◆ **WRITTEN INSTRUCTION**
Locate every line in the records below that contains the word "rustic" and copy each of those lines.

::::

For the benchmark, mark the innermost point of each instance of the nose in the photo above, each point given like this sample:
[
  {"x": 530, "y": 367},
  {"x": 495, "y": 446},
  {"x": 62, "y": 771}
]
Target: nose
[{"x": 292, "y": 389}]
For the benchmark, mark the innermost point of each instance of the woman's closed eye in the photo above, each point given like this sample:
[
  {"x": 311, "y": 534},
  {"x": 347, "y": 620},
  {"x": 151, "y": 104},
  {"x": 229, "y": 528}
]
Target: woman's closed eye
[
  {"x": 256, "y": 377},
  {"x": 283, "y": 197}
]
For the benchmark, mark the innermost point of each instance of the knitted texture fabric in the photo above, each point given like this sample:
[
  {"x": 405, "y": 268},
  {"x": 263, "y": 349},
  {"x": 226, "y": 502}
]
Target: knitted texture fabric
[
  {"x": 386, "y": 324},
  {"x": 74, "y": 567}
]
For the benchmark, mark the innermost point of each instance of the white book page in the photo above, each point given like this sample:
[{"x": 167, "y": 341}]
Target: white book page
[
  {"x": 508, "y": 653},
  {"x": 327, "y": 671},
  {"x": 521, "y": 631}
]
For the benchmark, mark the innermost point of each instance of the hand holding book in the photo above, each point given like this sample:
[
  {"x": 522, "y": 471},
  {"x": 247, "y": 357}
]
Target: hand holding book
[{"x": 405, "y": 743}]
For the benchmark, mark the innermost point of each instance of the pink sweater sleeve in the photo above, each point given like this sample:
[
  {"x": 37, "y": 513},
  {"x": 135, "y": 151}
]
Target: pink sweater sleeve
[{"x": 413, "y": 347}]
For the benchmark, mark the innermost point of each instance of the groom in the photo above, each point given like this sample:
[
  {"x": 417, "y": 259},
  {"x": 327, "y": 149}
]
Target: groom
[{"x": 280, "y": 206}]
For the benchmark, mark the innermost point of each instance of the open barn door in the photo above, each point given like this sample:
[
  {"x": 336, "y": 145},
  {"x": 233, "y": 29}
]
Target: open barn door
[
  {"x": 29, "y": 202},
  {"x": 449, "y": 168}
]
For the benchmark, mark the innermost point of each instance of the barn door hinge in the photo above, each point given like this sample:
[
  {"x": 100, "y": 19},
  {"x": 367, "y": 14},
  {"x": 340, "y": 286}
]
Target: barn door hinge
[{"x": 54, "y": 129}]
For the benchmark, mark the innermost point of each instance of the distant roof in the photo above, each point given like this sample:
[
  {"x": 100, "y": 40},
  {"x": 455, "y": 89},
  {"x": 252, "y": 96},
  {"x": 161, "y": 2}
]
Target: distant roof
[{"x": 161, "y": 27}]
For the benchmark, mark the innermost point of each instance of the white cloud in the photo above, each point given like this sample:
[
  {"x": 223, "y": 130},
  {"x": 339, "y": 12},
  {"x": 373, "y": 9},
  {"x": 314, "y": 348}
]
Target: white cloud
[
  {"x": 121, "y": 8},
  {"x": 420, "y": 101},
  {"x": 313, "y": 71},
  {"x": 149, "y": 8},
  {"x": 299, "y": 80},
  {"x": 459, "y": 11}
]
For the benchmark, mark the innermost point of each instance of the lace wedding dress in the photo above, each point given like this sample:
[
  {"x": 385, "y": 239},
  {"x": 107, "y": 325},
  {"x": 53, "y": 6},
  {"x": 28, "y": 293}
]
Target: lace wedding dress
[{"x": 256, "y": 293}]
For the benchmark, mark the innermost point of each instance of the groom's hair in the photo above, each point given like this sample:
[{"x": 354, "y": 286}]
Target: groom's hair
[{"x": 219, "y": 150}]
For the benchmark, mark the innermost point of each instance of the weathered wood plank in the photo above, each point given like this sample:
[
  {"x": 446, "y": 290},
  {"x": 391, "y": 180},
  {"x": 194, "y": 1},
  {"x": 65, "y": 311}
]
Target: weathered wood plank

::::

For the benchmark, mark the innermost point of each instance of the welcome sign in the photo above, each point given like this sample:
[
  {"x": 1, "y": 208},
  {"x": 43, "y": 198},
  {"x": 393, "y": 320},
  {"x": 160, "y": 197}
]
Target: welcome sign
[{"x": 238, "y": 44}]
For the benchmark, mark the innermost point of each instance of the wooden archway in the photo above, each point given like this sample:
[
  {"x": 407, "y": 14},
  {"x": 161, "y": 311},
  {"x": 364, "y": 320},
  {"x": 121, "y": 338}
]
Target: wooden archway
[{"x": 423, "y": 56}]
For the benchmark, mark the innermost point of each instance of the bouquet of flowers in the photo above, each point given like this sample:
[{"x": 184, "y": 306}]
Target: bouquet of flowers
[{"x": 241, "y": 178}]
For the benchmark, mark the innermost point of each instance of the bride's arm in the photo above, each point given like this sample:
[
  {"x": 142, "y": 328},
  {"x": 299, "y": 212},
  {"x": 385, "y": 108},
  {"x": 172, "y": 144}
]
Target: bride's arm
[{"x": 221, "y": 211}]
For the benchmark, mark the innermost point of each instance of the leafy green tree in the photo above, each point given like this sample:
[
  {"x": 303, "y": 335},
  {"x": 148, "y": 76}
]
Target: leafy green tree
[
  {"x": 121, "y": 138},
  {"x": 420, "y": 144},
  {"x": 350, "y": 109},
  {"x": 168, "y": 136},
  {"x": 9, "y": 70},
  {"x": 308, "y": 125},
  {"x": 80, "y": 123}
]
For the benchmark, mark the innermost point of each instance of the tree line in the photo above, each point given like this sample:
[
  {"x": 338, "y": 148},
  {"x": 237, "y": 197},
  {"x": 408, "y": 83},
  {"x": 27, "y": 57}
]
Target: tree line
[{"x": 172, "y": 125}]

::::

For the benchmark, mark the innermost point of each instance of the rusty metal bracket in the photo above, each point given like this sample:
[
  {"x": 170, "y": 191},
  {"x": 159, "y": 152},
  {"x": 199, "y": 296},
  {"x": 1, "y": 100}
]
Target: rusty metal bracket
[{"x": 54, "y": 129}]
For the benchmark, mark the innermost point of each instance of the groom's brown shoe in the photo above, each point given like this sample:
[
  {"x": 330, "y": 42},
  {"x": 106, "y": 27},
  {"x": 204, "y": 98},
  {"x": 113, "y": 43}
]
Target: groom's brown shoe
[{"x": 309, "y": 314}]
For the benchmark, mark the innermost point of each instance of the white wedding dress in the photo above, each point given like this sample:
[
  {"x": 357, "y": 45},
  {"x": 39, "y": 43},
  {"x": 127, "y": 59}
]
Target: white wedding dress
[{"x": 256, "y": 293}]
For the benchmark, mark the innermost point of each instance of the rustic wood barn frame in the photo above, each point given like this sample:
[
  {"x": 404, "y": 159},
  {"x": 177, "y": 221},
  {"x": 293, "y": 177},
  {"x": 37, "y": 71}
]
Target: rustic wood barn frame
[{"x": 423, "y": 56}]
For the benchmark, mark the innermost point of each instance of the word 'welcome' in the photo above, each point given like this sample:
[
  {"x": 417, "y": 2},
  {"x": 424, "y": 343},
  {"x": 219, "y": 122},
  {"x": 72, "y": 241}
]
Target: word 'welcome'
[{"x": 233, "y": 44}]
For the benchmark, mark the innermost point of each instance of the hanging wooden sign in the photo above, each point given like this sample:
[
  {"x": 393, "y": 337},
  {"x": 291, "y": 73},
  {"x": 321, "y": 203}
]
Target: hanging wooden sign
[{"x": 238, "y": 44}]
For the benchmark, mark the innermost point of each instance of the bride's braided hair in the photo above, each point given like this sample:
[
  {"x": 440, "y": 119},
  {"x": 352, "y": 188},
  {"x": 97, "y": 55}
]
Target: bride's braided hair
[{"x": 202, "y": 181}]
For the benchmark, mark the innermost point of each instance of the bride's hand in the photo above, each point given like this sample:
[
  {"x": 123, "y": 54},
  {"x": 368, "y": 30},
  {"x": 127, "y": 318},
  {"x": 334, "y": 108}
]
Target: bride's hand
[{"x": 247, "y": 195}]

::::

◆ **ANSWER TO THE PROBLEM**
For the benchmark, mark the innermost point of each instance of the rustic wood barn frame in the photo above, each point given like this sample:
Target: rustic wood barn frame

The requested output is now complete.